#### Work item:
The answer must consist of every line in the data below that holds the word "woman".

(Source records)
┌──
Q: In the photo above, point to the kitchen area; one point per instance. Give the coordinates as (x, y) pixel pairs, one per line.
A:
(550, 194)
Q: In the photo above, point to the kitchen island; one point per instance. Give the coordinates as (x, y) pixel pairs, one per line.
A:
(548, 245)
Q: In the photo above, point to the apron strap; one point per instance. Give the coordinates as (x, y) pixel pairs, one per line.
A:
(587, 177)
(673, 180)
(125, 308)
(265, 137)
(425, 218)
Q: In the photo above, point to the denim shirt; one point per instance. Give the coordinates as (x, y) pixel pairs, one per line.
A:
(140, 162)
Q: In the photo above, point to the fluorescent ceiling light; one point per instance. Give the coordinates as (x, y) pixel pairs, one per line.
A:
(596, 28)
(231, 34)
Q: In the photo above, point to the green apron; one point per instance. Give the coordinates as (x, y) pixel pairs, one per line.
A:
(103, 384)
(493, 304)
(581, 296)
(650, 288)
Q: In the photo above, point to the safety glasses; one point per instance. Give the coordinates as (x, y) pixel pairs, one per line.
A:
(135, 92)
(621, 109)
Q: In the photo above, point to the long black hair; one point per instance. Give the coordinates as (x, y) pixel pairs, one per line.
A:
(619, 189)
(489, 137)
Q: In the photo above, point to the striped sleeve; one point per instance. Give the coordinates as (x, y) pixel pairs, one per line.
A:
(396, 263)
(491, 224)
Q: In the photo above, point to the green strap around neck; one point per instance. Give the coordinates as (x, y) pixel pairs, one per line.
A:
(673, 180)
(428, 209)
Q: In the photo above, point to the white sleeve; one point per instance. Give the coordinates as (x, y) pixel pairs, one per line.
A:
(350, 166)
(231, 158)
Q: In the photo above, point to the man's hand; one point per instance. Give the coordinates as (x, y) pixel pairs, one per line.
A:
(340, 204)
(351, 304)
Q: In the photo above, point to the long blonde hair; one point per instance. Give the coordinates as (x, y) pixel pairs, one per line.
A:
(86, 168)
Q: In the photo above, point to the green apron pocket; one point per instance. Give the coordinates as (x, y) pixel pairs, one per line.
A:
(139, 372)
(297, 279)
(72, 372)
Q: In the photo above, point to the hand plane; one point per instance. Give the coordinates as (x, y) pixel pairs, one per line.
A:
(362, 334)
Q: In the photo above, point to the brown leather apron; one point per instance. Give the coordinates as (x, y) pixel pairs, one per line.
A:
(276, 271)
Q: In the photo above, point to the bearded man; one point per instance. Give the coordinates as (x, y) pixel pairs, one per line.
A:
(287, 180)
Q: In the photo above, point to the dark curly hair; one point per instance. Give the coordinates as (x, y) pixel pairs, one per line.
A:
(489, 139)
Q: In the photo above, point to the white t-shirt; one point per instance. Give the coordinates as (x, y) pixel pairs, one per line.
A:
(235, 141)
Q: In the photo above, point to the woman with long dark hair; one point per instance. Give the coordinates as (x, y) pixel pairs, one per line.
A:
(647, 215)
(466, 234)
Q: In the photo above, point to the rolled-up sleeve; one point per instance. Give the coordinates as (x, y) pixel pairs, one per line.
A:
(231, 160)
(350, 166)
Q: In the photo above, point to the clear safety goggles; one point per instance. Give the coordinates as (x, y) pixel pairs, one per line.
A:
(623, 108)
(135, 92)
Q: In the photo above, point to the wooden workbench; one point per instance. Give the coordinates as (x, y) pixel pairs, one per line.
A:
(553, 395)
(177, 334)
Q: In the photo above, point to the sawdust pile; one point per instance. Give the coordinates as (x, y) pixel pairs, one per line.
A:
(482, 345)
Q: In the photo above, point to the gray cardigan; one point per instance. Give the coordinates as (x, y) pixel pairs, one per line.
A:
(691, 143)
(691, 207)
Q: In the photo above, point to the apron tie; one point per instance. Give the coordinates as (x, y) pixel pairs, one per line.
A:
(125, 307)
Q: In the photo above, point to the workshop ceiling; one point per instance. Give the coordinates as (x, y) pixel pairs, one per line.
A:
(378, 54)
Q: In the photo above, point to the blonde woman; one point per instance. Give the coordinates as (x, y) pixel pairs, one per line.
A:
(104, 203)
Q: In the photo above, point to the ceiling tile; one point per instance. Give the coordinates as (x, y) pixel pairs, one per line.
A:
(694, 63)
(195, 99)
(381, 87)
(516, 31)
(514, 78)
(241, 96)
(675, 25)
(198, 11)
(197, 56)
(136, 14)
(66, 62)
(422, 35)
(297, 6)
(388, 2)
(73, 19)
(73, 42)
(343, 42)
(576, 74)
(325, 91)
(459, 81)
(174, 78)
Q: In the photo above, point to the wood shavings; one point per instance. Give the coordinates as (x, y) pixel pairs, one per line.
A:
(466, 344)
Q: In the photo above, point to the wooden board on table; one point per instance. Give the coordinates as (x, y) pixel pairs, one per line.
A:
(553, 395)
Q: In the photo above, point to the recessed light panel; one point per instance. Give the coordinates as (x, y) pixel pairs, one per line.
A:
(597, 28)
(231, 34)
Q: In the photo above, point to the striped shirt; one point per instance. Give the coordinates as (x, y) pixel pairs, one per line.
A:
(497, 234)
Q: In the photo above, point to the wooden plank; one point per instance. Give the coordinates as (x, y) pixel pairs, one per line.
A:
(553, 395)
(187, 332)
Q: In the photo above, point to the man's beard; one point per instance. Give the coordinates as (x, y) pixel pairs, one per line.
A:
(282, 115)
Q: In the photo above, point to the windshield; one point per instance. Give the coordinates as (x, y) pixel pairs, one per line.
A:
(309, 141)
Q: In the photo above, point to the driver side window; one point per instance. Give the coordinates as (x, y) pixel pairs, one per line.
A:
└──
#### Output:
Q: In the photo above, point to the woman with long dark hair; one point per instance. Give the coordinates as (x, y) pixel pairs, one per line.
Q: In the photo above, point to the blonde woman; one point per instance. Give the coordinates as (x, y) pixel pairs, one per line.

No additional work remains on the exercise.